## Schriftelijke opdracht 1
Welke regels in de records bevatten het woord "rocky"? Zoek ze op en neem elk van die regels letterlijk over.

## Tekstfragment
○ ○ ○
Vr. – Ik zou graag willen vragen of de dieren op bol G meer manas zullen hebben dan wij nu, omdat wij manas van een hogere soort zullen hebben en, omdat ze na ons komen, zullen ze ook meer manas hebben, terwijl wij op dat moment zullen zijn overgegaan naar hogere manifestaties, of naar de verwezenlijking van hogere beginselen.
GdeP – Ik denk niet dat ik u begrijp. Probeer de vraag opnieuw te formuleren. Ik voel diep mee met uw moeilijkheid. Ik denk dat ik de strekking van uw vraag wel aanvoel, maar ik begrijp haar nog niet helemaal. En ik durf niet te antwoorden voordat ik het begrijp.
Vr. – Er is ons geleerd dat de dieren in de evolutie na ons komen. Maar als ze op bol G verder zijn dan waar wij nu zijn, betekent dat dan niet dat ze nog steeds achter zijn op de mensen; dat de mensen in ontwikkeling eenvoudig zo ver op hen vooruit zijn op bol G?
○ ○ ○
## Aangeleverde records

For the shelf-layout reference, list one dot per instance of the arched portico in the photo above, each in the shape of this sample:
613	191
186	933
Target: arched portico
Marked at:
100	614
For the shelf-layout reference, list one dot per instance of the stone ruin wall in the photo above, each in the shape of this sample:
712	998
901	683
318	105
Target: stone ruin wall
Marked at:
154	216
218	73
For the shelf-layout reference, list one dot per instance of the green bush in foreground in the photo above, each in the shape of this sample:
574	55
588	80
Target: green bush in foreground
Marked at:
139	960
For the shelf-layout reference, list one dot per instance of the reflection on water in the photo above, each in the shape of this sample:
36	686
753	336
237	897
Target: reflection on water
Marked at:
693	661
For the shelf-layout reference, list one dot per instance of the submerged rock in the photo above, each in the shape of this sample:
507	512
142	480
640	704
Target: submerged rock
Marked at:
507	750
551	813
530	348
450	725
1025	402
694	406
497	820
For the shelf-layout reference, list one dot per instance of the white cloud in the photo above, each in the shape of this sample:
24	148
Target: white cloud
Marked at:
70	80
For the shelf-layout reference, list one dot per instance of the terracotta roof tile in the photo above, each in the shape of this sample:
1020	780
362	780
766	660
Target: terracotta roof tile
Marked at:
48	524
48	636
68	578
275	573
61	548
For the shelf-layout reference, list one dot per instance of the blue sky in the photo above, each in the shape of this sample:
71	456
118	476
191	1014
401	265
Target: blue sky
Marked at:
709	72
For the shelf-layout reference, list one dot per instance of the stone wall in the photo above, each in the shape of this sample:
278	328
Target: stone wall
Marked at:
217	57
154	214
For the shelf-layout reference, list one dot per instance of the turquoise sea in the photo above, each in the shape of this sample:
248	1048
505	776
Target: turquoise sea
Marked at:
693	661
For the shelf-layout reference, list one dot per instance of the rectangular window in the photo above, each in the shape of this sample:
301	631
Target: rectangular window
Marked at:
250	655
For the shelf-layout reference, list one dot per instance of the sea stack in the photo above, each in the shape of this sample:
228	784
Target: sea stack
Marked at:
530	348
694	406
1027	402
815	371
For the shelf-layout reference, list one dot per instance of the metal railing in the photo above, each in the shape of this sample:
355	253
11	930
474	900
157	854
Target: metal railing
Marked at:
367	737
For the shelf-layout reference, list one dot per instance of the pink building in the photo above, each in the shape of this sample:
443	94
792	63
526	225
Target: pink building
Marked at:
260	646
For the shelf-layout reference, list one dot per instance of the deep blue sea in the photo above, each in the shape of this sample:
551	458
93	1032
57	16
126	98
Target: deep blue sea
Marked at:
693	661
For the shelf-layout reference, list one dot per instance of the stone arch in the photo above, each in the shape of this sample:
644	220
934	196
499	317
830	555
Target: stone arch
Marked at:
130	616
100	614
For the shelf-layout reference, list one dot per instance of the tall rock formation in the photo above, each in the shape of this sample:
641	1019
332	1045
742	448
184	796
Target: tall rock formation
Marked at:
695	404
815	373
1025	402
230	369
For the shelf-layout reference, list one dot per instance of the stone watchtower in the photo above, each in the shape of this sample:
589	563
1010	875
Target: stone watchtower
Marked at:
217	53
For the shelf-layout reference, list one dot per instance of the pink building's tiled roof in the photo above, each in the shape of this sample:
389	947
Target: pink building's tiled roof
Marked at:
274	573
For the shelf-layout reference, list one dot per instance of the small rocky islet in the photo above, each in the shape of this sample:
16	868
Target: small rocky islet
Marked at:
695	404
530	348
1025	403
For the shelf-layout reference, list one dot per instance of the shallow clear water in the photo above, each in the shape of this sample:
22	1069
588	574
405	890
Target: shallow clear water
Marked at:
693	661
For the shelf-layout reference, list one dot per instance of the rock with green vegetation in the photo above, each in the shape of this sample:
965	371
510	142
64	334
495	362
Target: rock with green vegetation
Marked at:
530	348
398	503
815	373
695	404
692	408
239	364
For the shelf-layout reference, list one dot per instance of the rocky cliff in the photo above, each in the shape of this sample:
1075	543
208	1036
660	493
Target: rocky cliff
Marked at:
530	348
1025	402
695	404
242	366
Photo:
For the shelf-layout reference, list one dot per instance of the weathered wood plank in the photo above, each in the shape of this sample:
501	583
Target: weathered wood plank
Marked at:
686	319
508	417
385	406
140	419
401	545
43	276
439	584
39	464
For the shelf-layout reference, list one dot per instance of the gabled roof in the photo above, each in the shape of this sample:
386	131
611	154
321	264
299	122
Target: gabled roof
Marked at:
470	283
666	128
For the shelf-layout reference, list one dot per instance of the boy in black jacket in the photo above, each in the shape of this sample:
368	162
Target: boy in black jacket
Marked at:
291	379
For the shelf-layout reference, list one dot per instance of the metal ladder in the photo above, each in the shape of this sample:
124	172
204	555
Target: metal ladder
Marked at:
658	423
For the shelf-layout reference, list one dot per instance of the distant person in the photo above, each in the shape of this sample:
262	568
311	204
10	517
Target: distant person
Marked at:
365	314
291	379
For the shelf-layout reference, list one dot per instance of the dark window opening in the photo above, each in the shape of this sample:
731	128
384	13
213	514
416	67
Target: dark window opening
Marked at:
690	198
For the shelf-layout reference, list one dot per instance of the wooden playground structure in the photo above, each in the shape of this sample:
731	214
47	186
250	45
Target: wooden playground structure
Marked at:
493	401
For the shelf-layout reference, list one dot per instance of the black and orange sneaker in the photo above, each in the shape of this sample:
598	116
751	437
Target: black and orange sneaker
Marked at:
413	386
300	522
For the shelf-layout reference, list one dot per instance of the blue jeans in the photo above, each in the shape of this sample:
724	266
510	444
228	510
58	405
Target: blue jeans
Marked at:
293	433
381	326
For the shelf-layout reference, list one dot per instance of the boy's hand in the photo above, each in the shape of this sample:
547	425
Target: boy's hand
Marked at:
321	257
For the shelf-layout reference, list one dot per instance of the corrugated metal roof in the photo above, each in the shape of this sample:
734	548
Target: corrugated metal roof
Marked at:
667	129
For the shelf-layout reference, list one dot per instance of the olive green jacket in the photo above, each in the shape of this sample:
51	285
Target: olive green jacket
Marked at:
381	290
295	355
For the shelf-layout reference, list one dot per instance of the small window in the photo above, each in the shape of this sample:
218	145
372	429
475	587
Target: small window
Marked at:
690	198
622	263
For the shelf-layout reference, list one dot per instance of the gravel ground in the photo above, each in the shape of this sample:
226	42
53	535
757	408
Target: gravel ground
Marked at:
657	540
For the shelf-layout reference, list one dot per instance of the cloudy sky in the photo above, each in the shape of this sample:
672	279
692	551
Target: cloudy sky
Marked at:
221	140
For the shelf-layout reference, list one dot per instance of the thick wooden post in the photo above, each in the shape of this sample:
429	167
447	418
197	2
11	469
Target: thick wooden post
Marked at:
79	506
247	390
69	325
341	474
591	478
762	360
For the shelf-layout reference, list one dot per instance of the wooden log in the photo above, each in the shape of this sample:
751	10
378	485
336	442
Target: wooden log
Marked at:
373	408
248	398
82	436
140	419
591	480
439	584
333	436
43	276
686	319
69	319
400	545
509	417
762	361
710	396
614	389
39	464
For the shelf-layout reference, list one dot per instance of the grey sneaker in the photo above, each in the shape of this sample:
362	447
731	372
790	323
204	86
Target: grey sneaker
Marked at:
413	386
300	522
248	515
○ ○ ○
## Schriftelijke opdracht 2
Geef de tekst over de dieren op bol G volledig en woord voor woord weer.

## Uitgewerkt antwoord 1
For the shelf-layout reference, list one dot per instance of the small rocky islet in the photo above, each in the shape of this sample:
Target: small rocky islet
For the shelf-layout reference, list one dot per instance of the rocky cliff in the photo above, each in the shape of this sample:
Target: rocky cliff

## Uitgewerkt antwoord 2
Vr. – Ik zou graag willen vragen of de dieren op bol G meer manas zullen hebben dan wij nu, omdat wij manas van een hogere soort zullen hebben en, omdat ze na ons komen, zullen ze ook meer manas hebben, terwijl wij op dat moment zullen zijn overgegaan naar hogere manifestaties, of naar de verwezenlijking van hogere beginselen.
GdeP – Ik denk niet dat ik u begrijp. Probeer de vraag opnieuw te formuleren. Ik voel diep mee met uw moeilijkheid. Ik denk dat ik de strekking van uw vraag wel aanvoel, maar ik begrijp haar nog niet helemaal. En ik durf niet te antwoorden voordat ik het begrijp.
Vr. – Er is ons geleerd dat de dieren in de evolutie na ons komen. Maar als ze op bol G verder zijn dan waar wij nu zijn, betekent dat dan niet dat ze nog steeds achter zijn op de mensen; dat de mensen in ontwikkeling eenvoudig zo ver op hen vooruit zijn op bol G?